SUPPLIED INFORMATION ::
○ ○ ○

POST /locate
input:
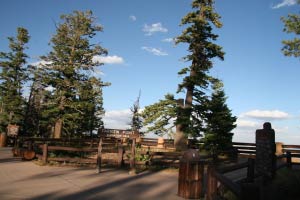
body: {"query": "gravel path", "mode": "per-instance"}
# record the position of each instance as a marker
(26, 180)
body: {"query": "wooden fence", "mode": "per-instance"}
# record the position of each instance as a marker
(244, 189)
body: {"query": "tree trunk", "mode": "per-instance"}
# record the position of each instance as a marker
(180, 140)
(58, 128)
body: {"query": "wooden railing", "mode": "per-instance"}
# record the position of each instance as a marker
(217, 179)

○ ○ ○

EXERCISE DESCRIPTION :: Please write out every line of the records above, unchanged and in order, without the pictures.

WORKED SOLUTION ::
POST /locate
input:
body: {"query": "gravel path", "mode": "per-instance"}
# record the position of each instance as a marker
(26, 180)
body: {"query": "wooden fence", "mode": "per-instance"}
# record the position of each instance as a marker
(244, 189)
body: {"query": "tree trunk", "mode": "per-instance"}
# record the position of each instance as a marker
(180, 140)
(58, 128)
body: {"query": "wooden railing", "mode": "per-instance"}
# record the position of each instance as a marker
(217, 179)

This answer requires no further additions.